[Source records]
---+---

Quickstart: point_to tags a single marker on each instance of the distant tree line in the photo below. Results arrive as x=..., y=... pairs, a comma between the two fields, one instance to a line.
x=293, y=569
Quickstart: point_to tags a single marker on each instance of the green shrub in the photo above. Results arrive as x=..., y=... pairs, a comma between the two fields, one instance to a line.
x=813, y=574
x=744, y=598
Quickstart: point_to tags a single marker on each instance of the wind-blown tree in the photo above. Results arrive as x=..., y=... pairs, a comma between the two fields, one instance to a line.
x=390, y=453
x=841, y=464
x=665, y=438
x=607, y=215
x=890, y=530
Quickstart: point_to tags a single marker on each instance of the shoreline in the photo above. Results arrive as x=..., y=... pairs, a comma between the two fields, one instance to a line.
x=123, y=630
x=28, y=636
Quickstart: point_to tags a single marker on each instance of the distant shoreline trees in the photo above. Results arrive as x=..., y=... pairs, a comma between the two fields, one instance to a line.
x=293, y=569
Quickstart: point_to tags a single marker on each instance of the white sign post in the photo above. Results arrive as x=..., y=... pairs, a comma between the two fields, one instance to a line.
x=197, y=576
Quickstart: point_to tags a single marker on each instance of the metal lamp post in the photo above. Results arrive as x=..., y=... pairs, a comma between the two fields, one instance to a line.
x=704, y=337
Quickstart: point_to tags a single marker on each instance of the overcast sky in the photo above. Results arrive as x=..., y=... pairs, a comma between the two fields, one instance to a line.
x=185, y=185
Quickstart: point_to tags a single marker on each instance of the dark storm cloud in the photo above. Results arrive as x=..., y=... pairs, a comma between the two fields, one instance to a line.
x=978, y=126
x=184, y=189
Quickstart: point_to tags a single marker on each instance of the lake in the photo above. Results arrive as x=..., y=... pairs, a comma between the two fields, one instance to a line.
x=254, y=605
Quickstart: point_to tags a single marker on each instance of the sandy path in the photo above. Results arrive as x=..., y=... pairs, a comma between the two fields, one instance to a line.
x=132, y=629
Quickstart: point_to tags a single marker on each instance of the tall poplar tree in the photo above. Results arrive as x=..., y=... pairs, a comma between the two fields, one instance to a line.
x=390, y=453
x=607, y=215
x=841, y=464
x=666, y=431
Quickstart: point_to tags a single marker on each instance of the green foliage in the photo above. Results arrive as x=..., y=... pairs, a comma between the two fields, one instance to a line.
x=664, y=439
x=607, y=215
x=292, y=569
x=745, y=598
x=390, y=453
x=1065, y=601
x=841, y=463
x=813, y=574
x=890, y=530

---+---

■ What you are asked to do:
The complete set of entries above must be reproduced verbatim.

■ Answer to this problem:
Quickstart: point_to tags a single marker on each instance of the distant tree line in the photo below. Results arrive as x=..., y=... pairs, a comma between the two fields, one instance to a line.
x=293, y=569
Quickstart: point_to tags a single marker on each instance of the green shrub in the photo above. Results arrive as x=..., y=... pairs, a comma between the two fields, one instance to a line.
x=813, y=574
x=744, y=598
Quickstart: point_to tags a single marker on each instance of the wind-blown tree in the photo above. Results arrive as x=..., y=... pairs, a comma between the two fields, one instance to a line.
x=390, y=453
x=841, y=464
x=665, y=438
x=607, y=215
x=890, y=530
Quickstart: point_to tags a single marker on each instance of the shoreline in the photo above. Results arrive as x=..., y=... pairs, a comma between the two fields, one instance to a line.
x=123, y=630
x=28, y=636
Quickstart: point_to tags a single marker on each instance of the distant shoreline trees in the photo above. Results arrive as x=..., y=... pairs, a comma between the two fields, one instance to a line.
x=293, y=569
Quickstart: point_to tags a single marker on each instance of the white sign post in the photo above. Results arrive as x=..., y=... pairs, a comma between the two fields, one instance to a line.
x=197, y=576
Quickstart: point_to tags a single marker on each instance of the metal lamp post in the photo above. Results arrive as x=..., y=... pairs, a comma between the two fields, one instance to a line.
x=704, y=337
Quickstart: point_to tags a single marker on each instance of the overcast sky in the photo above. Results arrive as x=..., y=... pairs, a comma between the two fields, one instance to a line.
x=185, y=185
Quickstart: point_to tags a single marker on each instance of the dark storm cloud in the photo above. Results arrive as x=..., y=... pairs, a comma between the two fields, one instance to a line.
x=978, y=126
x=184, y=189
Quickstart: point_to tags a single marker on each instance of the lake in the photo above. Results arrive as x=..., y=... pairs, a comma between the two fields, one instance to a line.
x=254, y=605
Quickstart: point_to tags a single marker on each instance of the sandy path in the photo above. Results arrive as x=..., y=... pairs, a comma between the two fields, one instance to a line.
x=132, y=629
Quickstart: point_to tags a single marker on each instance of the tall poplar tree in the photo above. Results arrive as x=..., y=... pairs, a comma between the two fields, one instance to a line.
x=390, y=453
x=607, y=215
x=841, y=464
x=666, y=431
Quickstart: point_to tags a single marker on each instance of the green foliage in the photo above. Results arrive as x=..., y=... pairs, a comma between the two fields, one instance to a line.
x=664, y=439
x=607, y=215
x=292, y=569
x=745, y=598
x=390, y=453
x=1065, y=601
x=841, y=463
x=813, y=574
x=890, y=530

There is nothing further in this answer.